▶ What you will do
In the running blog text, what weight does the writer report being down to?

▶ Quoted passage
━━━
Today, I was supposed to only do 3 miles, but planned on going 4.5.  I ended up doing 4, and it was hard!  It was hot and humid out, and I had only had a couple hundred calories prior to it.  I had to fast for some blood work, so I had 2 pieces of hard candy and half a clif bar a little before I left for my run.  I also had a horrible cramp.  I didn't wait long enough after eating to go.  Oh well.  I averaged just over 13/min miles.  Which I guess is still faster than I was 2 years ago, or even last year.  But it was beautiful out - just a little TOO warm. 

The lilacs smelled so pretty.  The sun felt awesome on my skin.  The breeze was perfect.  So maybe it wasn't such a bad run today. 

Oh and I'm down to 203.2 lbs.  I dont even remember the last time I weighed this close to 200.  I do know I weighed 199 on 7/29/00.   So yeah, its been a LONG time!

Saturday, May 7, 2011

Elitist Attitudes...

...Suck.  And its awful in the running community.  If you aren't as fast or as thin as the typical runner, you're not a runner.  If you cant go long distances, you're not a runner.  The looks I've gotten, the comments I've received - I'm surprised I still run.  Read any running message board or article, and the comments are horrible and mean about slow or overweight runners.  And even on my calorie counting website - this stupid woman was so mean and condescending to me.  It actually makes me want to stop using that website and log elsewhere. 

Well ya know what I think?  F*ck 'em.  I don't care.  I don't care that I'm fat, and that I'm slow.  I don't care that I may not be able to go 26.2 miles.  I don't care that THEY don't like the way I look in my running gear.  I don't care that I run 12:00 to 12:30 min miles, and because of that they don't consider me a runner. 

I'm fat, I'm slow and guess what people?!?  I'm a RUNNER!  Thats right, I'm going to spoil your sport by lugging my fat ass outside and running slow, and by RUNNING in the MCM.

Yesterday was a NON fat day!

Everyone has "fat" days - sometimes from period bloat, or whatever, and they suck.  Nothing fits right - everything is too tight, and you just want to stay in bed with a pair of pj pants and a t shirt.  I hate those days!  You just feel like your body is all wrong, and you hate it.  Or at least I do.  Granted I don't get those days often anymore, but every once in awhile I do.
━━━
▶ Raw records
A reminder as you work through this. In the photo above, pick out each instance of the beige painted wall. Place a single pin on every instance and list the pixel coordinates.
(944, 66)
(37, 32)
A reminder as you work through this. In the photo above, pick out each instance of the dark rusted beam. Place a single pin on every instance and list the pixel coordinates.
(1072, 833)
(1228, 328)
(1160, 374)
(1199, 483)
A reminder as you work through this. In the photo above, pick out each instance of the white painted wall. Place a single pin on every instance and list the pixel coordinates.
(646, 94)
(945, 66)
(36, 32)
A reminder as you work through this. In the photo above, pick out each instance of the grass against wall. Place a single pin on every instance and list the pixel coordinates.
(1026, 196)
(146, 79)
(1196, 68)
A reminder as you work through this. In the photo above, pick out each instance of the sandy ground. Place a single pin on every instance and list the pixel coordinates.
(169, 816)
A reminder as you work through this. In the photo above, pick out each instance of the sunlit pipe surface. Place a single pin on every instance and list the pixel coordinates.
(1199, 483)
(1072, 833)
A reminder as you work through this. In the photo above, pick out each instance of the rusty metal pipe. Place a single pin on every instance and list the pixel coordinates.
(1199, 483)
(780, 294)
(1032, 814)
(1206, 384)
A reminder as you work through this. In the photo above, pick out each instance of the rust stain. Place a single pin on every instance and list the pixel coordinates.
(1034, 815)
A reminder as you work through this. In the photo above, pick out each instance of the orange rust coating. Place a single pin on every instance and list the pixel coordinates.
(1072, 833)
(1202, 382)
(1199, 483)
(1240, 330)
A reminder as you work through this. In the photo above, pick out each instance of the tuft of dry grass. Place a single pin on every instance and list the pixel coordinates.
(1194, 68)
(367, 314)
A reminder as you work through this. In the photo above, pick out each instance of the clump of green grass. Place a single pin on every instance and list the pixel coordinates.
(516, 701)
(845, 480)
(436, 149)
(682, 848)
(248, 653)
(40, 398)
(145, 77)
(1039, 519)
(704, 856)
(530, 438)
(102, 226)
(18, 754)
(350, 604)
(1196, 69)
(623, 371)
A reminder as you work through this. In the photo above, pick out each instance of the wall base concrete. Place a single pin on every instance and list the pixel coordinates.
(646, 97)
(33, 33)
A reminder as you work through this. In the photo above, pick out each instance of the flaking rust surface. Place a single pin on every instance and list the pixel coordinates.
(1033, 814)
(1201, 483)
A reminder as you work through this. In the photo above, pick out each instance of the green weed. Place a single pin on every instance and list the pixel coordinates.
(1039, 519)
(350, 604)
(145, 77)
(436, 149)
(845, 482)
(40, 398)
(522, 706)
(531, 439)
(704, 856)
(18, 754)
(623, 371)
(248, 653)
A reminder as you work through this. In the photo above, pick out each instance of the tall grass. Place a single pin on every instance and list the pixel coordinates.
━━━
▶ Task result
203.2 lbs